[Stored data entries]

━━━━━━━━━━━━━━━━━━━━

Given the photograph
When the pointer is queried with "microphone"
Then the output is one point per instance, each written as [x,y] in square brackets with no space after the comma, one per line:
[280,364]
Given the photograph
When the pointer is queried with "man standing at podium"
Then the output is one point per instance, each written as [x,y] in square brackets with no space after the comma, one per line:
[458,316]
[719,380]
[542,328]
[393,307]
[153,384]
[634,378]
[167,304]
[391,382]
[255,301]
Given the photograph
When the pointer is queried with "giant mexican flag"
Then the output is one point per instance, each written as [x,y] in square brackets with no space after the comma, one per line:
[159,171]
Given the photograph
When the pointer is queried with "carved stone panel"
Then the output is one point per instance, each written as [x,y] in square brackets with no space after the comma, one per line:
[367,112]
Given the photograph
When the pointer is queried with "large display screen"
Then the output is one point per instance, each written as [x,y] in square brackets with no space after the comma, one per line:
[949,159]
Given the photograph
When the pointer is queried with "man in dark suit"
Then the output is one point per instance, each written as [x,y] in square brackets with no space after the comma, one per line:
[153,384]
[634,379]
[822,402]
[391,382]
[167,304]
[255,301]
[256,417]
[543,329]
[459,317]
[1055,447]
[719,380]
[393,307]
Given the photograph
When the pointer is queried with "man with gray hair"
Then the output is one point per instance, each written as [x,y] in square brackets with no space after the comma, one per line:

━━━━━━━━━━━━━━━━━━━━

* _WORK REQUEST_
Only a number is wanted here: how many lines above hold the string "pointer"?

* _EXPECTED ANSWER_
7